**Trecho do texto**
━━━━

A ópera havia sido montada no Brasil apenas uma vez, em 1982, no Teatro Municipal de São Paulo, dirigida pelo sempre visionário maestro Isaac Karabtchevsky, e tendo no desafiador papel título, em elogiada atuação, o barítono brasileiro Carmo Barbosa.
Mais de quarenta anos depois, ela surge no formato de concerto cênico, com a Osesp (regida por seu titular Thierry Fischer) saindo totalmente da zona de conforto: de fato, o comentário dos músicos ao longo da semana de preparação foi, invariavelmente, acerca da complexidade e das dificuldades técnicas da partitura.
Escrita em linguagem atonal livre -para além das fronteiras da tonalidade clássica-, e utilizando-se frequentemente do “sprechgesang”, espécie de canto falado introduzido no repertório pouco mais de uma década antes por Arnold Schoenberg, professor direto de Berg, “Wozzeck” é estruturada em três atos, cada qual com cinco cenas.

━━━━

**Instrução escrita 1**
Devolva todas as linhas das entradas que contêm a palavra "hill". Diferencie maiúsculas de minúsculas.

**Dados brutos**

━━━━

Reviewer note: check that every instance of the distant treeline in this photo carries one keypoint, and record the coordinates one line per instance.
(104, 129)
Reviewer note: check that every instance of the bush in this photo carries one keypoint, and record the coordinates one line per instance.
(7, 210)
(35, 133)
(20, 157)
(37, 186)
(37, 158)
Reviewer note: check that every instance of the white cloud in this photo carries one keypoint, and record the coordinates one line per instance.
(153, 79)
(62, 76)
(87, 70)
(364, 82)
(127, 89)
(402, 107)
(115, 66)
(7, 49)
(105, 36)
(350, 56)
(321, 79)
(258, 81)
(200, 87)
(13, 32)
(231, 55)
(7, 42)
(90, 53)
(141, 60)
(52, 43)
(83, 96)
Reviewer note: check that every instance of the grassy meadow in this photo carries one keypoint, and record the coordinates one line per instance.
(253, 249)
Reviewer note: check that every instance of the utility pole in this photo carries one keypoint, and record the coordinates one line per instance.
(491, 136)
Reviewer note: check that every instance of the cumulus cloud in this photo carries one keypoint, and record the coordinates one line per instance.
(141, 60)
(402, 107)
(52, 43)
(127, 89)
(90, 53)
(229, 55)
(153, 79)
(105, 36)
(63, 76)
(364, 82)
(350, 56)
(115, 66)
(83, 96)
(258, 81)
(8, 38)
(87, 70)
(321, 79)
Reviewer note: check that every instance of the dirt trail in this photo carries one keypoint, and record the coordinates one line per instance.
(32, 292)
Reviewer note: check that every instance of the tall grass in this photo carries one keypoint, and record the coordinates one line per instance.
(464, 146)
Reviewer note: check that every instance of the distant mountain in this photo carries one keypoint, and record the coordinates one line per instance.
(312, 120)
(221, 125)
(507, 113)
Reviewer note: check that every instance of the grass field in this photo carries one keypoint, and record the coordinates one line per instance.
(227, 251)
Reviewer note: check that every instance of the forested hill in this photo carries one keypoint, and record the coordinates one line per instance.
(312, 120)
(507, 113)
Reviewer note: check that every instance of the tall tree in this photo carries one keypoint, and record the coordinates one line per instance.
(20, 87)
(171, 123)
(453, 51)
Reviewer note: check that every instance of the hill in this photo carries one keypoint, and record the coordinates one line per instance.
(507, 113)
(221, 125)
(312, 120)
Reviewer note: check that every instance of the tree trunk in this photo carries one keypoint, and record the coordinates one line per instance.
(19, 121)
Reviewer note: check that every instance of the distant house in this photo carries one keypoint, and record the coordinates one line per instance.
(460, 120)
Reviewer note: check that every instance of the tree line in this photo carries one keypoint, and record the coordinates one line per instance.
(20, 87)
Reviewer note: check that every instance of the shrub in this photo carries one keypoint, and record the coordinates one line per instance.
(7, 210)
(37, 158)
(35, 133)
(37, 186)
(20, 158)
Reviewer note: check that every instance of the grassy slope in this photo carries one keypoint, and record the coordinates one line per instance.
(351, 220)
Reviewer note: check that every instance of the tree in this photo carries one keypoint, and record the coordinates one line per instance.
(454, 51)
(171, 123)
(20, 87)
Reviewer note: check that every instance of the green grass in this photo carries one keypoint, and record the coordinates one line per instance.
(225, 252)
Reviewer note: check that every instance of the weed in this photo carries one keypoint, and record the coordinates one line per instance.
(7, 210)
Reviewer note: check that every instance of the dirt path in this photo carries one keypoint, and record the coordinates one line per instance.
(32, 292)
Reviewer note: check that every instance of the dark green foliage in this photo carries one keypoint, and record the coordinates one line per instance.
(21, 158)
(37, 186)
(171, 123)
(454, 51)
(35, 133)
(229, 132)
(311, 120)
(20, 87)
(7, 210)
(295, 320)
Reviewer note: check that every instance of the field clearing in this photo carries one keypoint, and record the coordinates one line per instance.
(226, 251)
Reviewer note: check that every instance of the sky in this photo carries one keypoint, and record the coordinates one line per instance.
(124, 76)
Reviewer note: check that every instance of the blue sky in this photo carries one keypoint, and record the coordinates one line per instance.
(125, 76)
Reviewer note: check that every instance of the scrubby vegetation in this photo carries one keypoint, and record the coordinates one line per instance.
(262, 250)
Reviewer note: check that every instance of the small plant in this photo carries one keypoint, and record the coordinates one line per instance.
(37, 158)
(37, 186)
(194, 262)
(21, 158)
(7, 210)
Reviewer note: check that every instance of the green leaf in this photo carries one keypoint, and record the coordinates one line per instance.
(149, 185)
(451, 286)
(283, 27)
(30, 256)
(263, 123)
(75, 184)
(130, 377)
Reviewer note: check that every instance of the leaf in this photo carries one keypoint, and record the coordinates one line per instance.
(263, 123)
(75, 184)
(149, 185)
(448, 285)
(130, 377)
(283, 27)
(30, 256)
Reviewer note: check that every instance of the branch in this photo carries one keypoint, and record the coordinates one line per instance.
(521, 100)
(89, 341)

━━━━

**Instrução escrita 2**
Responda às perguntas abaixo com base no trecho sobre a ópera "Wozzeck".
(a) Em que ano e em qual teatro a ópera havia sido montada no Brasil?
(b) Quem rege a Osesp na nova apresentação?
(c) Como a ópera está estruturada em atos e cenas?

**Resposta do exercício 1**
Reviewer note: check that every instance of the forested hill in this photo carries one keypoint, and record the coordinates one line per instance.
Reviewer note: check that every instance of the hill in this photo carries one keypoint, and record the coordinates one line per instance.

**Resposta do exercício 2**
(a) A ópera havia sido montada em 1982, no Teatro Municipal de São Paulo.
(b) A Osesp é regida por seu titular, Thierry Fischer.
(c) A ópera está estruturada em três atos, cada qual com cinco cenas.